> _ASSIGNED TASK 1_:
Decide whether each statement below agrees with the text on the Healthcare Facilities Accreditation Program. Answer yes or no for each, quoting the deciding words of the text exactly. (a) HFAP has its headquarters in Chicago. (b) HFAP began surveying hospitals in 1943. (c) In 2015, ownership of HFAP passed from the AOA to the Accreditation Association for Hospitals/Health Systems.
> _ASSIGNED TASK 2_:
Reproduce the part of the text on the Healthcare Facilities Accreditation Program starting with "The Healthcare Facilities" and going on through "representing osteopathic physicians.".

Segment Start: DOCUMENT TEXT

= Healthcare Facilities Accreditation Program =

U.S. not-for-profit organization

The Healthcare Facilities Accreditation Program (HFAP) is a not-for-profit organization meant to help healthcare organizations maintain their standards in patient care and comply with regulations and the healthcare environment. Headquartered in Chicago, HFAP is an accreditation organization with authority from Centers for Medicare and Medicaid Services.

HFAP provides accreditation programs for hospitals, clinical laboratories, ambulatory surgical centers, office based surgery, and critical access hospitals. HFAP also accredits mental health and physical rehabilitation facilities and provides certification for primary stroke centers. HFAP was founded in 1943 by the American Osteopathic Association, a medical organization representing osteopathic physicians.

==History==
HFAP was established in 1943 by the American Osteopathic Association (AOA), and began surveying hospitals in 1945. Initially, HFAP provided osteopathic hospitals with accreditation ensuring osteopathic residents received appropriate training. In the mid-1960s the United States Congress decided that accredited hospitals would meet conditions set for participation, and thus automatically participated in newly established Medicare and Medicaid programs. HFAP quickly applied for and was granted said status in 1965. By 2012, HFAP accredited about 214 hospitals in the US. In 2015, ownership of HFAP moved from the AOA to the Accreditation Association for Hospitals/Health Systems (AAHHS).

Segment End: DOCUMENT TEXT
Segment Start: DATA EXTRACTS

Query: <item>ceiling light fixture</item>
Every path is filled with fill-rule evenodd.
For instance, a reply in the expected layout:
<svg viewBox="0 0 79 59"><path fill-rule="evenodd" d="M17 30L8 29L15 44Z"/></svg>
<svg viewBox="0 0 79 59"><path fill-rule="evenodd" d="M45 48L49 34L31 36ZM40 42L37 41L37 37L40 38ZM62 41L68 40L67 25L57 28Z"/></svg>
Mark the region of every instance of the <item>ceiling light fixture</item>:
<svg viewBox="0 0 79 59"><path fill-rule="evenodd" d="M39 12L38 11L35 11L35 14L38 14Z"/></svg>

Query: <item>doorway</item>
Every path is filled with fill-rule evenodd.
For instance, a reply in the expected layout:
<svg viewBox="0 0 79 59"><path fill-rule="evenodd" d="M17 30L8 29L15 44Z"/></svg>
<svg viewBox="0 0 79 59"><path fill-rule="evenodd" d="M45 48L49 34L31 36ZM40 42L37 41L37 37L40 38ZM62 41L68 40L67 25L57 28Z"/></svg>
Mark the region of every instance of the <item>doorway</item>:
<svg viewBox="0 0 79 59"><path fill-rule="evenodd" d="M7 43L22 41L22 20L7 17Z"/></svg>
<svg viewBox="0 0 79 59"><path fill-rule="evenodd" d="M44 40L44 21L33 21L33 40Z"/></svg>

Segment End: DATA EXTRACTS

> _WORKED SOLUTION 1_:
(a) Yes: "Headquartered in Chicago, HFAP is an accreditation organization with authority from Centers for Medicare and Medicaid Services."
(b) No: "HFAP was established in 1943 by the American Osteopathic Association (AOA), and began surveying hospitals in 1945."
(c) Yes: "In 2015, ownership of HFAP moved from the AOA to the Accreditation Association for Hospitals/Health Systems (AAHHS)."

> _WORKED SOLUTION 2_:
The Healthcare Facilities Accreditation Program (HFAP) is a not-for-profit organization meant to help healthcare organizations maintain their standards in patient care and comply with regulations and the healthcare environment. Headquartered in Chicago, HFAP is an accreditation organization with authority from Centers for Medicare and Medicaid Services.

HFAP provides accreditation programs for hospitals, clinical laboratories, ambulatory surgical centers, office based surgery, and critical access hospitals. HFAP also accredits mental health and physical rehabilitation facilities and provides certification for primary stroke centers. HFAP was founded in 1943 by the American Osteopathic Association, a medical organization representing osteopathic physicians.